> **Provided records**
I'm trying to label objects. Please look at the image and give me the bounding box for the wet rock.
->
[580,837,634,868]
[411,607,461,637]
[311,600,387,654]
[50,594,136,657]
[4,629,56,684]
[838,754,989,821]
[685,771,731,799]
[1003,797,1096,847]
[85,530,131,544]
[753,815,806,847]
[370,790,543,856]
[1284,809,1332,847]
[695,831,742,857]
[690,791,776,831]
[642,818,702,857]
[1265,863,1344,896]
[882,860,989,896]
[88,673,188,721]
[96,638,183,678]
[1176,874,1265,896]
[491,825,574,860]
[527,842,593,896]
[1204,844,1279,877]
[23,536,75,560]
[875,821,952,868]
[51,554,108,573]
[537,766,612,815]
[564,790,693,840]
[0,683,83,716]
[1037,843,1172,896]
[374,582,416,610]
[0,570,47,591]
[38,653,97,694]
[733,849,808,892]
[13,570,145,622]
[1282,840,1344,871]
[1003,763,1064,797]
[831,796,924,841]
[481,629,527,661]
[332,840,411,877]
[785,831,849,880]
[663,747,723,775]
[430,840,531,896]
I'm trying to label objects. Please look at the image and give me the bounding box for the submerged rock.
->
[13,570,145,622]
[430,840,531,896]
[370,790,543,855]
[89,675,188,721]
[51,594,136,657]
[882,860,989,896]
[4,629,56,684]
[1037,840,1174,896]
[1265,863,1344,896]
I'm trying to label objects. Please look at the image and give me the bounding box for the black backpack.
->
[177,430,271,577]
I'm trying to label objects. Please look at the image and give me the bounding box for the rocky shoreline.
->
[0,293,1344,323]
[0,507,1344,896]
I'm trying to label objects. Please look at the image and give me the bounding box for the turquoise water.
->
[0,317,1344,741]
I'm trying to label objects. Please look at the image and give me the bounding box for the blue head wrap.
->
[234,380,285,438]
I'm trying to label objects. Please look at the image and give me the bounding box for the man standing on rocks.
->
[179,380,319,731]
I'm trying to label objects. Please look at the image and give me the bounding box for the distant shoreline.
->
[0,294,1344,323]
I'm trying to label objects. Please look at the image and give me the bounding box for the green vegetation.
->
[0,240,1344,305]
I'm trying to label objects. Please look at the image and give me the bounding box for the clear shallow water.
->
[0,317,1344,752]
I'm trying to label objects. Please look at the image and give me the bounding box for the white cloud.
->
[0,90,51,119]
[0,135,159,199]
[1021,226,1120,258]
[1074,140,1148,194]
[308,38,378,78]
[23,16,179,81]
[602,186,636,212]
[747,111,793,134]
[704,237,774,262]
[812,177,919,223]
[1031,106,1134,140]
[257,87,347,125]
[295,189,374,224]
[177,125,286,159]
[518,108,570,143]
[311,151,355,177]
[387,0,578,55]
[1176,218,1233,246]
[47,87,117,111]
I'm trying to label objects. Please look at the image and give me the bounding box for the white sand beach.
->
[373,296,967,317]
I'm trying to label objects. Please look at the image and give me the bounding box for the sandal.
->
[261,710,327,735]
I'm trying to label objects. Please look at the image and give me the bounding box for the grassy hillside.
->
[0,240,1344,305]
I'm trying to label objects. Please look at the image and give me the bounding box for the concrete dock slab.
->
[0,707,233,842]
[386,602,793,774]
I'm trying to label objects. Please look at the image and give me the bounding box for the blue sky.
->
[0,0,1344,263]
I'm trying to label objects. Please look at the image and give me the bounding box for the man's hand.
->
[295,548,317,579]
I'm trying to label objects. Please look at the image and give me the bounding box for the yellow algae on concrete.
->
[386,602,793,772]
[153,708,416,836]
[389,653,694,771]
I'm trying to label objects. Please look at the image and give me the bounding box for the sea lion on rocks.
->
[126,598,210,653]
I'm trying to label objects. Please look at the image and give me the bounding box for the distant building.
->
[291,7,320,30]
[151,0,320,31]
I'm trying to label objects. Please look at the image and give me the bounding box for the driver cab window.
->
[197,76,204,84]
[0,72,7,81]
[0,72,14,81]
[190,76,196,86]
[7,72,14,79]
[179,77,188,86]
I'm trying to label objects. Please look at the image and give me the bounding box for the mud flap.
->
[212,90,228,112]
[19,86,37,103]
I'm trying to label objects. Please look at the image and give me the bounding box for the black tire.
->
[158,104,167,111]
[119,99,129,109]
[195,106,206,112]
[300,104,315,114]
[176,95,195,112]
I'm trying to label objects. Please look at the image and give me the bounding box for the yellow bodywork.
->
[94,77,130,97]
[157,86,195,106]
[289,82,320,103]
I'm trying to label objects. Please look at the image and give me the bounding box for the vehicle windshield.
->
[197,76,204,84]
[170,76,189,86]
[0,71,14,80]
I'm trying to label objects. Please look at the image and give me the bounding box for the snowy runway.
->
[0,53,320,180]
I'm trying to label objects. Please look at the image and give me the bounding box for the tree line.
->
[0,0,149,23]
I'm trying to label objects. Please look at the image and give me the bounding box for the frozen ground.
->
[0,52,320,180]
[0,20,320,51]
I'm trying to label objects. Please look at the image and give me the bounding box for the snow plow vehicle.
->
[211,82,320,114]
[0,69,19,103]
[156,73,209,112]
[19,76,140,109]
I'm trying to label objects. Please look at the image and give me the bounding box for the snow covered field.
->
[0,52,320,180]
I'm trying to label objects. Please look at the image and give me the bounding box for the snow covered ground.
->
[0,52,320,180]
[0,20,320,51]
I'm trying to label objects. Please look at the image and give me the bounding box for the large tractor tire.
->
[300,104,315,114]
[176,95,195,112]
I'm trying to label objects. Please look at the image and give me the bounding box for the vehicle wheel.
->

> **What to do**
Copy every row above, switching "label objects" to "annotate objects" wherever it occurs and changing nothing else.

> **Written response**
I'm trying to annotate objects. Please look at the image and give me the bounding box for the wet rock.
->
[580,837,634,868]
[411,607,461,637]
[311,600,387,654]
[50,594,136,657]
[4,629,56,684]
[838,754,989,821]
[685,771,731,799]
[1003,797,1096,847]
[85,530,131,544]
[753,815,806,847]
[370,790,543,856]
[1284,809,1332,847]
[695,831,742,857]
[690,791,776,831]
[642,818,702,857]
[1265,863,1344,896]
[882,860,989,896]
[88,673,188,721]
[96,638,183,678]
[1176,874,1265,896]
[491,825,574,860]
[527,842,593,896]
[1204,844,1279,877]
[23,536,75,560]
[875,821,952,868]
[51,554,108,573]
[537,766,612,815]
[564,790,693,840]
[0,683,83,716]
[1037,843,1172,896]
[374,582,416,610]
[0,570,47,591]
[38,653,97,694]
[733,849,808,892]
[13,570,145,622]
[1282,840,1344,871]
[1003,763,1064,797]
[831,796,924,841]
[481,629,527,661]
[332,840,411,877]
[785,831,849,880]
[663,747,723,775]
[430,840,531,896]
I'm trying to annotate objects. Please look at the image and give me the bounding box for the submerged rock.
->
[13,570,145,622]
[430,840,531,896]
[370,790,543,855]
[89,675,188,721]
[51,594,136,657]
[882,860,989,896]
[4,629,56,684]
[1037,840,1174,896]
[1265,863,1344,896]
I'm trying to annotate objects. Please look at the image and give me the bounding box for the black backpack.
->
[177,430,271,577]
I'm trying to annotate objects. Please look at the image and give me the bounding box for the rocky shoreline.
->
[0,293,1344,323]
[0,507,1344,896]
I'm trying to annotate objects. Please look at the image and give me the bounding box for the turquoise water.
->
[0,317,1344,741]
I'm trying to annotate objects. Please look at the image and give me the bounding box for the blue head wrap.
->
[234,380,285,438]
I'm trying to annotate objects. Please look at the image and give me the bounding box for the man standing on rocks.
->
[179,380,319,731]
I'm trying to annotate objects. Please look at the image and give me the bounding box for the distant shoreline.
->
[0,294,1344,323]
I'm trying to annotate objects. Please look at the image and give me the bounding box for the green vegetation.
->
[0,240,1344,305]
I'm trying to annotate objects. Please look at the image and give me the bounding box for the clear shallow water.
->
[0,317,1344,752]
I'm trying to annotate objects. Please look at the image and give me the bounding box for the white cloud.
->
[0,90,51,119]
[0,135,159,199]
[1021,226,1120,258]
[1074,140,1148,194]
[308,38,378,78]
[23,16,179,81]
[602,186,636,212]
[747,111,793,134]
[704,237,774,262]
[812,177,919,223]
[1031,106,1134,140]
[257,87,347,125]
[295,189,374,224]
[177,125,286,159]
[518,108,570,143]
[311,151,355,177]
[387,0,578,55]
[1176,218,1233,246]
[47,87,117,111]
I'm trying to annotate objects. Please look at the image and give me the bounding box for the white sand beach.
->
[373,296,967,317]
I'm trying to annotate objects. Please look at the image and give me the bounding box for the sandal.
->
[261,710,327,735]
I'm trying to annotate objects. Please look at the image and give me the bounding box for the grassy hillside.
->
[0,240,1344,305]
I'm trying to annotate objects. Please look at the image and give me the bounding box for the concrete dock slab.
->
[0,707,233,842]
[386,602,793,774]
I'm trying to annotate objects. Please look at the image and give me the bounding box for the blue sky.
->
[0,0,1344,263]
I'm trying to annotate objects. Please look at the image and give me the bounding box for the man's hand.
->
[295,548,317,579]
I'm trying to annotate objects. Please look at the image and give me the bounding box for the yellow algae on concrete.
->
[386,602,793,772]
[153,708,416,836]
[389,653,694,771]
I'm trying to annotate objects. Please look at the image and give me the bounding box for the sea lion on rocks.
->
[126,598,210,653]
I'm trying to annotate objects. Please look at the image and give me the bounding box for the distant building.
->
[291,7,320,30]
[151,0,320,31]
I'm trying to annotate objects. Please look at the image and give me the bounding box for the driver cab window.
->
[197,76,204,84]
[0,72,7,81]
[0,72,14,81]
[190,76,196,86]
[7,72,14,79]
[179,77,188,86]
I'm trying to annotate objects. Please look at the image and give me the bounding box for the mud flap.
->
[212,90,228,112]
[19,86,37,103]
I'm trying to annotate objects. Please look at the image and give me the bounding box for the black tire.
->
[158,104,167,111]
[119,99,129,109]
[195,106,206,112]
[300,104,315,114]
[176,95,195,112]
I'm trying to annotate objects. Please look at the image and give me the bounding box for the yellow bodywork.
->
[94,77,130,97]
[157,86,195,106]
[289,82,320,103]
I'm trying to annotate objects. Please look at the image and give me the bounding box for the vehicle windshield.
->
[197,76,204,84]
[170,76,189,86]
[0,71,14,80]
I'm trying to annotate objects. Please look at the image and give me the bounding box for the snowy runway.
->
[0,53,320,180]
I'm trying to annotate objects. Please look at the image and give me the bounding box for the tree line.
->
[0,0,149,23]
I'm trying to annotate objects. Please look at the image and give me the bounding box for the frozen ground.
->
[0,52,320,180]
[0,20,320,51]
I'm trying to annotate objects. Please look at the image and give me the bounding box for the snow plow vehicle.
->
[211,82,320,114]
[0,69,19,103]
[156,73,209,112]
[19,76,140,109]
I'm trying to annotate objects. Please look at the image and give me the bounding box for the snow covered field.
->
[0,52,320,180]
I'm trying to annotate objects. Please look at the image and give me the bounding box for the snow covered ground.
->
[0,52,320,180]
[0,20,320,51]
I'm trying to annotate objects. Please look at the image and give me the bounding box for the large tractor tire.
->
[300,104,315,114]
[176,95,195,112]
I'm trying to annotate objects. Please look at the image and give me the bounding box for the vehicle wheel.
->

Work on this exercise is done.